• GIVEN RECORDS:
┏━━
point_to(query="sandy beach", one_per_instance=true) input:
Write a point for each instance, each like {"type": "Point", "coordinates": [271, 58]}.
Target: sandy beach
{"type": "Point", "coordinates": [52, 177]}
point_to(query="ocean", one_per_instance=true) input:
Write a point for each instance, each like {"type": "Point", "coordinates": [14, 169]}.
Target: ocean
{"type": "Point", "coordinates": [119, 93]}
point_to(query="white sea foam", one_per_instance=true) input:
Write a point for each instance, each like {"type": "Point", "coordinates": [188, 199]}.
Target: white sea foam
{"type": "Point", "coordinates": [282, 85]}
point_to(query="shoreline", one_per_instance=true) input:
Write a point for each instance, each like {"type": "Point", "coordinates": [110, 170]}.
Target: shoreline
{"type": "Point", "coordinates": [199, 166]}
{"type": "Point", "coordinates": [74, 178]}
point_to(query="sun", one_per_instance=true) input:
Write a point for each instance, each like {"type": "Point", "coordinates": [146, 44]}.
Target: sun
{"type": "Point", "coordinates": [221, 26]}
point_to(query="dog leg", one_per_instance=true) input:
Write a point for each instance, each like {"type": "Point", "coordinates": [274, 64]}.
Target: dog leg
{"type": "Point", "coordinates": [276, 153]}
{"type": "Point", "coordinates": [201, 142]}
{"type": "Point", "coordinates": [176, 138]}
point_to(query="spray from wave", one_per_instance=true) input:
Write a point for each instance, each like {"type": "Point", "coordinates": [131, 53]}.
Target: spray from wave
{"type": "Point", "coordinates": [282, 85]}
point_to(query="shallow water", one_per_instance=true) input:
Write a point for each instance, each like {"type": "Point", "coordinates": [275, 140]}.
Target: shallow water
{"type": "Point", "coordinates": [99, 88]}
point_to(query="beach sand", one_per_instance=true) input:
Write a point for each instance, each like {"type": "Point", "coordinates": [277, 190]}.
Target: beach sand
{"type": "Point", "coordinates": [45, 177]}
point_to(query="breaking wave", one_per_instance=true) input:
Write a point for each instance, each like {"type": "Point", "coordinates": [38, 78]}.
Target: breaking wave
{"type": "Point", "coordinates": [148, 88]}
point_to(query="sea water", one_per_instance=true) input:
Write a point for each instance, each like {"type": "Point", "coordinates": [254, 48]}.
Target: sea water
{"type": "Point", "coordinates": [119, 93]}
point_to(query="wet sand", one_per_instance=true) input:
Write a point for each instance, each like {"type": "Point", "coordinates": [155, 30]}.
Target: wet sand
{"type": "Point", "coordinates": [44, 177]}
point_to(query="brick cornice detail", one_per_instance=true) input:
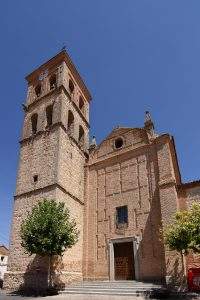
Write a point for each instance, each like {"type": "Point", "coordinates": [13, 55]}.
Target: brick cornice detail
{"type": "Point", "coordinates": [50, 186]}
{"type": "Point", "coordinates": [167, 182]}
{"type": "Point", "coordinates": [49, 129]}
{"type": "Point", "coordinates": [58, 90]}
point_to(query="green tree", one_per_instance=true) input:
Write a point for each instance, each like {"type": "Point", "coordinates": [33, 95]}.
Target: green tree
{"type": "Point", "coordinates": [48, 231]}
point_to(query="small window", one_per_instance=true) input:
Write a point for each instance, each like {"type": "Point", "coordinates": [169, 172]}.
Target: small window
{"type": "Point", "coordinates": [49, 115]}
{"type": "Point", "coordinates": [81, 104]}
{"type": "Point", "coordinates": [53, 82]}
{"type": "Point", "coordinates": [70, 124]}
{"type": "Point", "coordinates": [38, 90]}
{"type": "Point", "coordinates": [119, 143]}
{"type": "Point", "coordinates": [34, 119]}
{"type": "Point", "coordinates": [81, 135]}
{"type": "Point", "coordinates": [35, 178]}
{"type": "Point", "coordinates": [71, 86]}
{"type": "Point", "coordinates": [122, 214]}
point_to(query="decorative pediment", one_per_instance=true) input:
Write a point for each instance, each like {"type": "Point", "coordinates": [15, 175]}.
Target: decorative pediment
{"type": "Point", "coordinates": [121, 139]}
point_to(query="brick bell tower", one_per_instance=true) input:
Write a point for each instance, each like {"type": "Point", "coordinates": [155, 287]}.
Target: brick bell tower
{"type": "Point", "coordinates": [53, 151]}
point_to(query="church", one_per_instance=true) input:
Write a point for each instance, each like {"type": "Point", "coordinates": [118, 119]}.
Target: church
┗━━
• EXERCISE INSTRUCTIONS: Copy out the material exactly as it stands, though no picture should appear in the copy.

• RESPONSE TO THE TASK:
point_to(query="sandy beach", one_per_instance=true) input:
Write a point for each instance, each like {"type": "Point", "coordinates": [271, 58]}.
Target: sandy beach
{"type": "Point", "coordinates": [52, 177]}
point_to(query="ocean", one_per_instance=true) input:
Write a point for each instance, each like {"type": "Point", "coordinates": [14, 169]}.
Target: ocean
{"type": "Point", "coordinates": [119, 93]}
point_to(query="white sea foam", one_per_instance=true) input:
Write a point for each instance, each like {"type": "Point", "coordinates": [188, 199]}.
Target: white sea foam
{"type": "Point", "coordinates": [282, 85]}
point_to(query="shoreline", one_per_instance=true) input:
Write a point for each instance, each like {"type": "Point", "coordinates": [110, 170]}.
Target: shoreline
{"type": "Point", "coordinates": [199, 166]}
{"type": "Point", "coordinates": [74, 178]}
point_to(query="sun", one_per_instance=true) input:
Write a point for each instance, each like {"type": "Point", "coordinates": [146, 44]}.
Target: sun
{"type": "Point", "coordinates": [221, 26]}
point_to(query="dog leg", one_per_instance=true) input:
Write a point for each instance, each like {"type": "Point", "coordinates": [274, 64]}.
Target: dog leg
{"type": "Point", "coordinates": [276, 153]}
{"type": "Point", "coordinates": [201, 142]}
{"type": "Point", "coordinates": [176, 138]}
point_to(query="spray from wave", one_per_instance=true) input:
Write a point for each instance, each like {"type": "Point", "coordinates": [131, 53]}.
Target: spray from wave
{"type": "Point", "coordinates": [282, 85]}
point_to(query="shallow water", one_per_instance=true) input:
Write a point for each instance, each like {"type": "Point", "coordinates": [275, 140]}.
Target: shallow water
{"type": "Point", "coordinates": [99, 88]}
point_to(query="beach sand", one_per_instance=true) input:
Write a point for each instance, each like {"type": "Point", "coordinates": [277, 190]}.
Target: beach sand
{"type": "Point", "coordinates": [45, 177]}
point_to(query="breaking wave", one_per_instance=true) input:
Write a point for each instance, each like {"type": "Point", "coordinates": [38, 78]}.
Target: breaking wave
{"type": "Point", "coordinates": [148, 88]}
point_to(query="sea water", one_per_instance=true) input:
Write a point for each instance, each like {"type": "Point", "coordinates": [254, 48]}.
Target: sea water
{"type": "Point", "coordinates": [119, 93]}
point_to(query="wet sand", one_per_instance=true) input:
Write a point for each instance, each like {"type": "Point", "coordinates": [155, 30]}.
Target: wet sand
{"type": "Point", "coordinates": [44, 177]}
point_to(query="brick cornice detail", one_per_instance=true) input:
Write a point for each instance, each like {"type": "Point", "coordinates": [13, 55]}.
Target: brick cornice detail
{"type": "Point", "coordinates": [50, 186]}
{"type": "Point", "coordinates": [167, 182]}
{"type": "Point", "coordinates": [49, 129]}
{"type": "Point", "coordinates": [58, 90]}
point_to(query="green tree", one_per_instance=true) input:
Write a point for each instance, each like {"type": "Point", "coordinates": [33, 95]}.
Target: green tree
{"type": "Point", "coordinates": [48, 231]}
point_to(query="small window", one_per_instance=true) input:
Write a point for each instance, each like {"type": "Point", "coordinates": [169, 172]}.
Target: small window
{"type": "Point", "coordinates": [49, 115]}
{"type": "Point", "coordinates": [81, 104]}
{"type": "Point", "coordinates": [53, 82]}
{"type": "Point", "coordinates": [70, 124]}
{"type": "Point", "coordinates": [38, 90]}
{"type": "Point", "coordinates": [119, 143]}
{"type": "Point", "coordinates": [34, 119]}
{"type": "Point", "coordinates": [81, 135]}
{"type": "Point", "coordinates": [35, 178]}
{"type": "Point", "coordinates": [71, 86]}
{"type": "Point", "coordinates": [122, 214]}
point_to(query="decorative pediment", one_per_instance=true) input:
Write a point for each instance, each like {"type": "Point", "coordinates": [15, 175]}.
Target: decorative pediment
{"type": "Point", "coordinates": [121, 139]}
point_to(query="brick bell tower", one_per_instance=true) input:
Write a point for each instance, each like {"type": "Point", "coordinates": [155, 287]}.
Target: brick bell tower
{"type": "Point", "coordinates": [53, 151]}
point_to(query="church", one_per_instance=true) input:
Write a point for each instance, each like {"type": "Point", "coordinates": [118, 119]}.
Target: church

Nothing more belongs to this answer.